_EXERCISE DESCRIPTION_.
Locate "Reviewer note: confirm that each instance of the turquoise" in the listing below, then output the line holding it and every line after it, exactly and with nothing else.

** Begin THE RECORDS **

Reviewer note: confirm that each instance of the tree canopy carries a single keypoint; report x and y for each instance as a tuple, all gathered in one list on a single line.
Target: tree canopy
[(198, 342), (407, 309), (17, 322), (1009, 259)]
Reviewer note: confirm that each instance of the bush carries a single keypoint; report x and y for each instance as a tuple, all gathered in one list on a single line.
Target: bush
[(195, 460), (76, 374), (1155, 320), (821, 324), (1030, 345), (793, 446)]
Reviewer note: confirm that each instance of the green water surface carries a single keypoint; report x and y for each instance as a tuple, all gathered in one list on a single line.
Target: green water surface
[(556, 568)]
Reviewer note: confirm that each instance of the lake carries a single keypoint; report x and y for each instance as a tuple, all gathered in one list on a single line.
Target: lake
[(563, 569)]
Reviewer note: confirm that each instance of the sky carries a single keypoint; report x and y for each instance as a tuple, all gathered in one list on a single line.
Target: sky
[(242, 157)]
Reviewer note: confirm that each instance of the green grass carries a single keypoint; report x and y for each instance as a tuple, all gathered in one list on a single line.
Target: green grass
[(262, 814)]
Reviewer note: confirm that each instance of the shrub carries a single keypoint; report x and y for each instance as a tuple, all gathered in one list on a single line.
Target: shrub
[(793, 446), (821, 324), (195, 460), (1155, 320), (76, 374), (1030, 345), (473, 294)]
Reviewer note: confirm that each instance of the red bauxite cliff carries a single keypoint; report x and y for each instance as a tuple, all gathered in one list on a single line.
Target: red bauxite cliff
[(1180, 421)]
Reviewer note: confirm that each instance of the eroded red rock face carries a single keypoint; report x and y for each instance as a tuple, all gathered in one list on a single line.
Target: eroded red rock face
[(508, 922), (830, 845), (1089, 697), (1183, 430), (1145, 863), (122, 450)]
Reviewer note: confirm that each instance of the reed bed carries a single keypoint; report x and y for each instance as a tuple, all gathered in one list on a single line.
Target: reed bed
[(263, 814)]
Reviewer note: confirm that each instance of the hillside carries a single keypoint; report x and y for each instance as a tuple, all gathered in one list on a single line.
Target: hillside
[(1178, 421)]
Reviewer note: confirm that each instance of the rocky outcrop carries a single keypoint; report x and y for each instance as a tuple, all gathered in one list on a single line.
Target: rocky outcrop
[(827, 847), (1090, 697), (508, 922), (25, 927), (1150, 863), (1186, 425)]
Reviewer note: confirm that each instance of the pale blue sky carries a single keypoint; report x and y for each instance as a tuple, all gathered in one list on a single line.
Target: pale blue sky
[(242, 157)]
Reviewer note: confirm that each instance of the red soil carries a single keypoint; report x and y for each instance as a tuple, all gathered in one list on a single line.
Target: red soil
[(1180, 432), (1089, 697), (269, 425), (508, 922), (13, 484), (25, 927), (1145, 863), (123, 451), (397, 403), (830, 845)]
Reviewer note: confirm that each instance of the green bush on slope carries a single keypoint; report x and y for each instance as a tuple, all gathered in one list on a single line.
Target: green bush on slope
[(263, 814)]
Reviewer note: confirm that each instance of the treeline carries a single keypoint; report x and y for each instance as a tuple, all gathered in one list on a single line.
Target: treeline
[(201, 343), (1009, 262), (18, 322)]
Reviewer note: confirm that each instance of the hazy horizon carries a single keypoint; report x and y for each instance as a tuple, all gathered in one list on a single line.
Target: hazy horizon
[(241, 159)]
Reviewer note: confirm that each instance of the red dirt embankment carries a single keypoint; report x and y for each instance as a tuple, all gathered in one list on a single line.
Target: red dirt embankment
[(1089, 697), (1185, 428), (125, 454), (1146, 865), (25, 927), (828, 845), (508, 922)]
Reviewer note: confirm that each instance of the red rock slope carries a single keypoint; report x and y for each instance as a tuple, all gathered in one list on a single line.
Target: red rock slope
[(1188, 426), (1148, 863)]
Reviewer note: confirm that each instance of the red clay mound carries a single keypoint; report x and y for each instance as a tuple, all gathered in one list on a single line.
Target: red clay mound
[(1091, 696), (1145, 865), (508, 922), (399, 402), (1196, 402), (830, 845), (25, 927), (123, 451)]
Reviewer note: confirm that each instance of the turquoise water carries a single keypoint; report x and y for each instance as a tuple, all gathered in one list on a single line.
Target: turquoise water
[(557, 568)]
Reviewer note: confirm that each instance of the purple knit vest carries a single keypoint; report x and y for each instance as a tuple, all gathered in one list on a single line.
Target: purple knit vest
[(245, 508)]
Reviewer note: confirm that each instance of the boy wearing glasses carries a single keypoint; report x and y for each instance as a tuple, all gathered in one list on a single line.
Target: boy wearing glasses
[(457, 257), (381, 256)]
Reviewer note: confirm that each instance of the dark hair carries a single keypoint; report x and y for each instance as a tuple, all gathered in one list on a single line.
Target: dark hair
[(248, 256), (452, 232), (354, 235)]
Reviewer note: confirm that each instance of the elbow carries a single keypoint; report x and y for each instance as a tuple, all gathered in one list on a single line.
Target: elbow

** End THE RECORDS **

_RESULT OF THIS TASK_.
Reviewer note: confirm that each instance of the turquoise water carries a single keypoint; report x and y for each instance as a tuple, all gathered in one list on a single line.
Target: turquoise water
[(557, 568)]
Reviewer note: confirm that each instance of the purple knit vest carries a single keypoint; report x and y for each instance as a tuple, all gathered in one list on a single line.
Target: purple knit vest
[(245, 508)]
Reviewer note: confirm that each instance of the boy wearing glasses carries a single keypoint; report x and y for each instance as a tuple, all gathered in one list on a single line.
Target: boy wearing glasses
[(457, 257), (381, 256)]
Reviewer note: confirm that each instance of the dark hair carries a single keypoint; report x and y for each instance as a tuple, all gathered in one list on a single line.
Target: dark hair
[(248, 256), (452, 232), (354, 235)]
Reviewer note: confirm that each instance of the elbow carries a single keypoint; report x and y for each instance as a tuple, all gathered in one list on a single line.
Target: elbow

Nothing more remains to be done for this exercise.